### Records supplied
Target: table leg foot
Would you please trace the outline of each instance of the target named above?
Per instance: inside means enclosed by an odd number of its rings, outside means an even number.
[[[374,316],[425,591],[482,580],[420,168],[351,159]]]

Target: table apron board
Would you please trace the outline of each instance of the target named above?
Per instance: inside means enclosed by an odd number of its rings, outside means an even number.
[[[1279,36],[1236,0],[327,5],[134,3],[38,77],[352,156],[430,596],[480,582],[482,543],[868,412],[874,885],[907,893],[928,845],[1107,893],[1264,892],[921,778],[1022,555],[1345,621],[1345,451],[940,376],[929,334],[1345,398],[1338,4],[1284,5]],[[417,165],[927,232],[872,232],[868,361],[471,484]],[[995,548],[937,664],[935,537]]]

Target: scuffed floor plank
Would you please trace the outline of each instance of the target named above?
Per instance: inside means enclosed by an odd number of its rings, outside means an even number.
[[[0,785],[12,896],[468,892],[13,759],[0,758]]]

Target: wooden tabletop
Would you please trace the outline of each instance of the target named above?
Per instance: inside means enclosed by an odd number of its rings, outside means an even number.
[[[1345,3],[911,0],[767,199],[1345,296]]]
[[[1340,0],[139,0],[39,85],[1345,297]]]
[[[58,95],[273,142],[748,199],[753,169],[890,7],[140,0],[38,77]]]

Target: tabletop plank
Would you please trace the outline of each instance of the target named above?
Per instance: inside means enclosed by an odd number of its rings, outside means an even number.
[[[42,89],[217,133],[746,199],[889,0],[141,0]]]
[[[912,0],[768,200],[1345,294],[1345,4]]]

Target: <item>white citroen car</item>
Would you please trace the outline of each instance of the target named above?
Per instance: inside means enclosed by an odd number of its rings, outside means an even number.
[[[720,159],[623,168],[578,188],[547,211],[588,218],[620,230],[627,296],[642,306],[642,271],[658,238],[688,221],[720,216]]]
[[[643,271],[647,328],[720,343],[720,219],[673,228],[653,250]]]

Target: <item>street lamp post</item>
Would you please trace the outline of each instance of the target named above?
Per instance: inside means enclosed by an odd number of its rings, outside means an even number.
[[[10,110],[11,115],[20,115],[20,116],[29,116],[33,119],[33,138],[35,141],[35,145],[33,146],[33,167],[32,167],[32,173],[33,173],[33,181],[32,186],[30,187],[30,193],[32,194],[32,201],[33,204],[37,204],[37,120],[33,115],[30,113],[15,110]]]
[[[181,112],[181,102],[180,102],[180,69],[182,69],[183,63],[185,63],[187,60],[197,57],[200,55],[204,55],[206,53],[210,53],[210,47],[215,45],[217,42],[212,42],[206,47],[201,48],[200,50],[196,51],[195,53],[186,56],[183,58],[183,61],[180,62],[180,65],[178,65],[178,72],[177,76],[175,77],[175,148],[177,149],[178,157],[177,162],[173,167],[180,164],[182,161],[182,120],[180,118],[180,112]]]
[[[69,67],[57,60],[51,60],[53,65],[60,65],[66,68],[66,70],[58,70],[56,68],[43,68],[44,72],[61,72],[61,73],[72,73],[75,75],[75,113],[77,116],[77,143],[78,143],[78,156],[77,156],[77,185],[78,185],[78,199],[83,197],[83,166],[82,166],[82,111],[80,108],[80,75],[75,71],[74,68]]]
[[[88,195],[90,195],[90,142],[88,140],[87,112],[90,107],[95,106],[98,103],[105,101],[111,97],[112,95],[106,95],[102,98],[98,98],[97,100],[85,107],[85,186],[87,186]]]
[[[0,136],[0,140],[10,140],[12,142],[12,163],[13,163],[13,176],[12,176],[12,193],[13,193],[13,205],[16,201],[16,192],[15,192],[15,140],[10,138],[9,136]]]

### Short exercise
Rewrite the lines from the first one through the line containing "[[[643,271],[647,328],[720,343],[720,219],[673,228],[653,250]]]", replacing "scuffed" with "worn" and leaving everything else unchanged.

### In response
Target: table leg foot
Would you please trace the outline of each instance of the target named above?
Per instance: inside means enclosed by an odd number of its rings, outside means an even number.
[[[374,316],[425,591],[482,580],[420,168],[351,159]]]

Target: table apron board
Would you please trace the outline of each instance of the target named above?
Per instance: inside means enclosed by an odd number of its rings, outside means an even number.
[[[1279,36],[1236,0],[327,5],[134,3],[38,77],[352,156],[430,596],[480,582],[482,543],[868,412],[874,885],[907,893],[928,845],[1107,893],[1264,892],[921,778],[1022,555],[1345,621],[1345,451],[940,376],[929,334],[1345,398],[1338,4],[1284,5]],[[417,165],[927,232],[872,232],[868,361],[471,484]],[[995,548],[937,664],[935,537]]]

Target: worn floor plank
Would you please trace the outline of each instance of the target named above?
Per instance: inside means enclosed by an odd number of its rings, outside means an even number.
[[[0,785],[12,896],[468,892],[13,759],[0,758]]]

Target: wooden tabletop
Would you please trace the outline of each instance of the target named above?
Per instance: inside means enclosed by an odd number of its rings, outside means an even number.
[[[1345,3],[911,0],[767,199],[1345,296]]]
[[[1340,0],[139,0],[39,85],[1345,297]]]
[[[58,95],[273,142],[748,199],[753,169],[890,7],[140,0],[38,77]]]

Target: tabletop plank
Would you please trace the outline of each instance of the target named above?
Per instance: inside means enclosed by an odd number of its rings, outside means an even number.
[[[42,89],[217,133],[746,199],[889,0],[141,0]]]
[[[912,0],[768,200],[1345,294],[1345,4]]]

Target: <item>white citroen car</item>
Would you please trace the outline of each instance of the target named above?
Per instance: inside means enclosed by an odd number of its rings, outside means an even number.
[[[720,159],[623,168],[578,188],[547,211],[588,218],[620,230],[627,296],[642,306],[642,271],[658,238],[688,221],[720,216]]]
[[[643,271],[647,328],[720,343],[720,219],[673,228],[653,250]]]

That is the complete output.